P. W. Fisher, M. J. Gouge
Fusion Science and Technology | Volume 34 | Number 3 | November 1998 | Pages 515-520
Fueling and Tritium Handling Technology (Poster Session) | doi.org/10.13182/FST98-A11963664
Articles are hosted by Taylor and Francis Online.
As part of the International Thermonuclear Experimental Reactor (ITER) plasma fueling development program, Oak Ridge National Laboratory has fabricated a pellet injection system to test the mechanical and thermal properties of extruded tritium. This repeating single-stage, pneumatic, Tritium-Proof-of-Principle Phase II (TPOP-II) Pellet Injector has a piston-driven mechanical extruder and is designed to extrude and accelerate hydrogenic pellets sized for the ITER device. Tritium and deuterium-tritium (D-T) pellets have been produced in experiments at the Los Alamos National Laboratory Tritium Systems Test Assembly. About 38 g of tritium was used in the experiment. This paper presents results of the TPOP-II extrusion experiments. These extrusion experiments indicate that both T2 and D-T will require higher extrusion forces than D2 by about a factor of 2 and that the flow of the material may be characterized by static and dynamic shear strengths.

- COMPLETE THE FOLLOWING
a – According to the abstract, about how much tritium was used in the experiment?
b – Identify each line of the listing that contains the string "patchy".
The abstract and the listing are unrelated to each other.

- DATA EXTRACT

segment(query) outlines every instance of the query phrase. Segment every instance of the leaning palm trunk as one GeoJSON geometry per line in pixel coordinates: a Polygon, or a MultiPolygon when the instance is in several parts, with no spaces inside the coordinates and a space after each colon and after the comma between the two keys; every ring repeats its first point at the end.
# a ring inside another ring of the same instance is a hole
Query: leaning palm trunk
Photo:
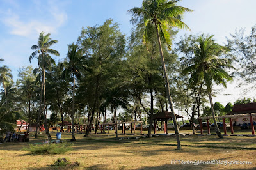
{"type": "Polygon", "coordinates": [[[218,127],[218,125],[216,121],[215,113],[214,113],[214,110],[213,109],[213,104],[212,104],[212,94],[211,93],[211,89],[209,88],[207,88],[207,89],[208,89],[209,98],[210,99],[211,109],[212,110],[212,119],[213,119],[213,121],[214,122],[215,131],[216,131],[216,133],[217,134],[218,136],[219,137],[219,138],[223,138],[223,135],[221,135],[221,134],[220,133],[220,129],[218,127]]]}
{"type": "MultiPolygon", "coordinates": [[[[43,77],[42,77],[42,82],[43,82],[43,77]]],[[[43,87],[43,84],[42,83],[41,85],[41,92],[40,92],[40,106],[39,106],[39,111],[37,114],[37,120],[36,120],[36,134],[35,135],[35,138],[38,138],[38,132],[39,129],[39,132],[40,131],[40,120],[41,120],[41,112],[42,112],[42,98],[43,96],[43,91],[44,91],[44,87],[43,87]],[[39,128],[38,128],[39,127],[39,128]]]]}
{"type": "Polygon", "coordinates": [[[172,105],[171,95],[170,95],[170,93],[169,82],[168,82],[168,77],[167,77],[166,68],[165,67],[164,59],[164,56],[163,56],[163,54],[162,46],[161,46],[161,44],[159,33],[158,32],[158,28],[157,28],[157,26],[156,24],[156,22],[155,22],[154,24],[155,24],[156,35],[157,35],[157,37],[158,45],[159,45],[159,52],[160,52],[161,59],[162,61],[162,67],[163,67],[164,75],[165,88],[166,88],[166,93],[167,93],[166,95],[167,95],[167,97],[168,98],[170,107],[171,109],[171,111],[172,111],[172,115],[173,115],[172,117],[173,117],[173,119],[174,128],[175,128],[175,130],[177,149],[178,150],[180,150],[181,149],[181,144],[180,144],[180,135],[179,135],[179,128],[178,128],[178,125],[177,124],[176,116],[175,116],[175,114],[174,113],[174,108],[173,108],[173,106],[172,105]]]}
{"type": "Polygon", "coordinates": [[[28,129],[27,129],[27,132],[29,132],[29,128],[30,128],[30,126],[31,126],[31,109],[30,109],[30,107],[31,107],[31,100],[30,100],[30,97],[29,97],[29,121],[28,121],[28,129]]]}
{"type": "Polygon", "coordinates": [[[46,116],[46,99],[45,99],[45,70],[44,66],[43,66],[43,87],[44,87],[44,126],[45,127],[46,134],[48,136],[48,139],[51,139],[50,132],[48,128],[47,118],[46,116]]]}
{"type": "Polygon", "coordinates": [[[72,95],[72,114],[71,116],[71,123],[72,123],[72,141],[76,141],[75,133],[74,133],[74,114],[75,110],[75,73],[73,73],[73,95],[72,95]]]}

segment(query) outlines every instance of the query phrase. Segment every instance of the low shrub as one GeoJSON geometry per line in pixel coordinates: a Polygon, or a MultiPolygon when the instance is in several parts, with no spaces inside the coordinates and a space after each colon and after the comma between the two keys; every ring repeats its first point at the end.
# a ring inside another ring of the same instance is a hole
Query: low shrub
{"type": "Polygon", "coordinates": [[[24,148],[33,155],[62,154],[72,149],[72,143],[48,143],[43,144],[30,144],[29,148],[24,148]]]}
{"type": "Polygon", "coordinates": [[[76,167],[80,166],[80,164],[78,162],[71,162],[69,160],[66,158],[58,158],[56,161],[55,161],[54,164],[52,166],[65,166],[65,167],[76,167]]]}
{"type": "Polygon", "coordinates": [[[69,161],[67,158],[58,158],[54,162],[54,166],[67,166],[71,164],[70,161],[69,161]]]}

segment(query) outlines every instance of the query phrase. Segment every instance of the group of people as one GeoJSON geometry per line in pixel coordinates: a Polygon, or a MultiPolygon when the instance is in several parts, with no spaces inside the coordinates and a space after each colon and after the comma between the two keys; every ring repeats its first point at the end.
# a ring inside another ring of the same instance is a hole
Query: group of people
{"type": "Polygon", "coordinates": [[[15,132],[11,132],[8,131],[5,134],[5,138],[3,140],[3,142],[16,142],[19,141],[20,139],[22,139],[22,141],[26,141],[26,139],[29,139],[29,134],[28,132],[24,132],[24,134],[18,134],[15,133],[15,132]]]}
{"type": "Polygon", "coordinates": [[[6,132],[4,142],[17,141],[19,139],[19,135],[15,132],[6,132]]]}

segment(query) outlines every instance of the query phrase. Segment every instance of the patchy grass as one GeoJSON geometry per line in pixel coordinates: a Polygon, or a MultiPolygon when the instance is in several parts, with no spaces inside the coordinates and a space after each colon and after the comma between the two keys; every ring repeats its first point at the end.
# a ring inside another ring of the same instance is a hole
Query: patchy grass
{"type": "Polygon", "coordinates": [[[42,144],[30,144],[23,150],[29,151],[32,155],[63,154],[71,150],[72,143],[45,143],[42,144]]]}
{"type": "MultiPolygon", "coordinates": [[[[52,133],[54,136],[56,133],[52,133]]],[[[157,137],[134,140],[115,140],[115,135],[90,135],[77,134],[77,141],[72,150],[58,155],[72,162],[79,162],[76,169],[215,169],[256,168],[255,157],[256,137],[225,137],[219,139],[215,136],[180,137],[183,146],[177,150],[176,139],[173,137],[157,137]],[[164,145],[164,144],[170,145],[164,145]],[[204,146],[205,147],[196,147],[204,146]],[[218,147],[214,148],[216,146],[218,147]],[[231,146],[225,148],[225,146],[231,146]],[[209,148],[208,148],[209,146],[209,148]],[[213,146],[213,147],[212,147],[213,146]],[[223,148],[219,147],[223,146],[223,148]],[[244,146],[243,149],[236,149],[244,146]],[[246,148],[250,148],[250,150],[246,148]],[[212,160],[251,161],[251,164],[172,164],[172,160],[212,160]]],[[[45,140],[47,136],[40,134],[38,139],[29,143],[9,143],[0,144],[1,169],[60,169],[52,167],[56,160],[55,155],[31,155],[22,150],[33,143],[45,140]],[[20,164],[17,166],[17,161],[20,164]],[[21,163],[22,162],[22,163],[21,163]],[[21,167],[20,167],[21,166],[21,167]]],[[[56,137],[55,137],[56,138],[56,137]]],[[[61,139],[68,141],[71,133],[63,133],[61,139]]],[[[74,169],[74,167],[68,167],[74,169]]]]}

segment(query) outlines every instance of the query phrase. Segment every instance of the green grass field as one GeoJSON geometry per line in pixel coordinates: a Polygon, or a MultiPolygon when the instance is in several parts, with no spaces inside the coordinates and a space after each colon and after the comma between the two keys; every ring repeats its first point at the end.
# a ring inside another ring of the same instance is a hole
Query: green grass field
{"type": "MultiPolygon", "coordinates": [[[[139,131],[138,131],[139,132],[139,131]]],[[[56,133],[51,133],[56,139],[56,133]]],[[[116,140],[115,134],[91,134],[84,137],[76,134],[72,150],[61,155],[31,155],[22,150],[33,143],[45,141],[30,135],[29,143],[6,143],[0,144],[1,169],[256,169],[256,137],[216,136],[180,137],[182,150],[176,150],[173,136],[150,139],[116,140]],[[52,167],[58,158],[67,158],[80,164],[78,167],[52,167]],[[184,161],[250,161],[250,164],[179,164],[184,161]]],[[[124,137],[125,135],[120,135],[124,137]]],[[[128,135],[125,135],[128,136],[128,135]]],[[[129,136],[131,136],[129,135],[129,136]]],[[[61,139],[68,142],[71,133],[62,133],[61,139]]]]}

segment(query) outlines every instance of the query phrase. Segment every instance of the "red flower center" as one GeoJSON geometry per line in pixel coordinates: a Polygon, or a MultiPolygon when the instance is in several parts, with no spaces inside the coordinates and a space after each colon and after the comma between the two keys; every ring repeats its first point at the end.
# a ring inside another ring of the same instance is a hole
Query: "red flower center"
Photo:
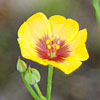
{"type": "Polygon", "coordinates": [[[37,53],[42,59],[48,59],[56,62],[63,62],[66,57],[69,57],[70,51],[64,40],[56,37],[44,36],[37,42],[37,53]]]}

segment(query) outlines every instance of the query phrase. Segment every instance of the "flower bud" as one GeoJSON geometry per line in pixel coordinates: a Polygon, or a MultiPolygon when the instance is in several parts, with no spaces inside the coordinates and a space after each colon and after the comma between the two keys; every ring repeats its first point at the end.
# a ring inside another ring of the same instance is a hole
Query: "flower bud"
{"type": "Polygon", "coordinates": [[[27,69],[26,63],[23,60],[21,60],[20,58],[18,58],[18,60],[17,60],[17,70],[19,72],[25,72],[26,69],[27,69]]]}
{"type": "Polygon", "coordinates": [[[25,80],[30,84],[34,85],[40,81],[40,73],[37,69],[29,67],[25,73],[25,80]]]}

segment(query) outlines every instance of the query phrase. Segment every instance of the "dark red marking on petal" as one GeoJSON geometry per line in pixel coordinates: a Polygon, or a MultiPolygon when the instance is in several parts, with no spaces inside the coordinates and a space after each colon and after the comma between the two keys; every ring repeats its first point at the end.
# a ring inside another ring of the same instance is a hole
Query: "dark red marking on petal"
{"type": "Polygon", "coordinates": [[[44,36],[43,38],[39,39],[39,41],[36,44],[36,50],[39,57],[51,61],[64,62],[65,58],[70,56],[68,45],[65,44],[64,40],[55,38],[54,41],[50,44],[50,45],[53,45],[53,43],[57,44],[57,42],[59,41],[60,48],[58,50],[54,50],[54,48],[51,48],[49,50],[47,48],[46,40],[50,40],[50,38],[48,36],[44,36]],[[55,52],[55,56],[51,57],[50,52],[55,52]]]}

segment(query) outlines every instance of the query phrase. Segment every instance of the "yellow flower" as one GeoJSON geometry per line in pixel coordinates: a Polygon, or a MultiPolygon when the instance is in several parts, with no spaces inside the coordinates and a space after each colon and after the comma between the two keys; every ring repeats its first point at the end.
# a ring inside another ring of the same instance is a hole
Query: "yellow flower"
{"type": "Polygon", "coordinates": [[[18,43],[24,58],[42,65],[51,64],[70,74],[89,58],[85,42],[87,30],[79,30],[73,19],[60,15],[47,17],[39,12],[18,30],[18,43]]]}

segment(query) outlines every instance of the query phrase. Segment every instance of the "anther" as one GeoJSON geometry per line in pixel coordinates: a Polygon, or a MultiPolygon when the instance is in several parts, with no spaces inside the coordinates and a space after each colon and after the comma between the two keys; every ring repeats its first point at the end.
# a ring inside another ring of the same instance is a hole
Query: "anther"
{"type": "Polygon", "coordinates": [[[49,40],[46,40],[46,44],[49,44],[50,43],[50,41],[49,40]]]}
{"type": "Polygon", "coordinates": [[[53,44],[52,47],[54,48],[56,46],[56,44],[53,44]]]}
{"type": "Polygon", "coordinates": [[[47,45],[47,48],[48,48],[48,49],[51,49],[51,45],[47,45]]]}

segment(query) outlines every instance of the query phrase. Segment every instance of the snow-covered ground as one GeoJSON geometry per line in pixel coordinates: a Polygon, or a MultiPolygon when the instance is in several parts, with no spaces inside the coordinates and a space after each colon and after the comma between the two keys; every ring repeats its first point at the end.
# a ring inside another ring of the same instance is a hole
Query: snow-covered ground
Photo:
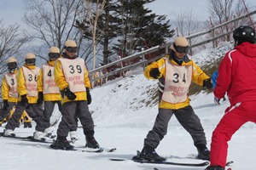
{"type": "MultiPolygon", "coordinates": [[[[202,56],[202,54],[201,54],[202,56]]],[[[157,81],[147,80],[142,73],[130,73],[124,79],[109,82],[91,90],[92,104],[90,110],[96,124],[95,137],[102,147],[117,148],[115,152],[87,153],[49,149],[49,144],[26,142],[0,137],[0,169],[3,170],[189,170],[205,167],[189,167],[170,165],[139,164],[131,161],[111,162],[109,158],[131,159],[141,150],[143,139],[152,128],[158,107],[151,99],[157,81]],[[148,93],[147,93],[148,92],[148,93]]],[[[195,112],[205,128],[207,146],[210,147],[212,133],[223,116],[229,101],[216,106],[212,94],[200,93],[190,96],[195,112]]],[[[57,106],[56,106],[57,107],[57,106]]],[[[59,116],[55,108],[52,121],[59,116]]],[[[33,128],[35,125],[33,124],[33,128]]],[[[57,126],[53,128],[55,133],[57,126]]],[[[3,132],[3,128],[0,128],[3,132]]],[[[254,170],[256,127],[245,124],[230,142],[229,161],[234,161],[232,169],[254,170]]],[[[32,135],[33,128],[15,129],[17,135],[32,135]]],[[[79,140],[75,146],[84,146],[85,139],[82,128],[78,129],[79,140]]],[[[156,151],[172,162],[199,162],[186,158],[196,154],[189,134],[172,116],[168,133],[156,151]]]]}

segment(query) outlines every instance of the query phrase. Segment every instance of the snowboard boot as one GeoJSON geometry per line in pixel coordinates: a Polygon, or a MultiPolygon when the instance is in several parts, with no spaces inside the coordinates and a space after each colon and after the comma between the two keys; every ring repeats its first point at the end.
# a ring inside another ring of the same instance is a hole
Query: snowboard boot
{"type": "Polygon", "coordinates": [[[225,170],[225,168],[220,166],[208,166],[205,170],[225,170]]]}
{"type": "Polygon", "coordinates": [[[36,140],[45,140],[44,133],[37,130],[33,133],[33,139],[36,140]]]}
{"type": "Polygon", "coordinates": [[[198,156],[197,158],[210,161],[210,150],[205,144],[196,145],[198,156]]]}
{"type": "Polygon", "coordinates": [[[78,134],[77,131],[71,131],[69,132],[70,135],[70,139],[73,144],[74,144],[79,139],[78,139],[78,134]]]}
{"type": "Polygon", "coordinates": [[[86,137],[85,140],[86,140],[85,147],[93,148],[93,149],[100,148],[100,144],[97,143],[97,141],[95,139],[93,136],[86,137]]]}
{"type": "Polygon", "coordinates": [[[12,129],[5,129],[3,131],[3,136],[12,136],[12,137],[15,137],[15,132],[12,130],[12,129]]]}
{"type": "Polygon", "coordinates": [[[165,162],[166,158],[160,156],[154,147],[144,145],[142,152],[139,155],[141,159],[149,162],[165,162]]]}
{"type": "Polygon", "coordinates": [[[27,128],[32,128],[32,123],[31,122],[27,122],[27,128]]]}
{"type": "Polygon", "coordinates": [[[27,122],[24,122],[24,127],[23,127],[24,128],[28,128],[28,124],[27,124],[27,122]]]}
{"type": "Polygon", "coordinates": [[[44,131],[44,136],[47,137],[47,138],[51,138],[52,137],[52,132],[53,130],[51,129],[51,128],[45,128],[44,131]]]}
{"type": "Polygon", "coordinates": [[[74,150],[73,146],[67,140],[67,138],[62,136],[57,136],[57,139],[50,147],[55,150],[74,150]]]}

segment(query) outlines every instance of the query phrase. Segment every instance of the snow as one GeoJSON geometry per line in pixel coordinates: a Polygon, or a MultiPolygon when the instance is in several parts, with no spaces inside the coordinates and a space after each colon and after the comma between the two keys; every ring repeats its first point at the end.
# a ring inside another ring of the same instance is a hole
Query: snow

- RESULTS OF THE EXERCISE
a – About 38 g of tritium.

b –
segment(query) outlines every instance of the query phrase. Segment every instance of the patchy grass as one GeoJSON geometry per line in pixel coordinates: a Polygon, or a MultiPolygon when the instance is in several parts, with no spaces inside the coordinates and a space after each colon and after the comma between the two keys; every ring repeats its first point at the end.
Query: patchy grass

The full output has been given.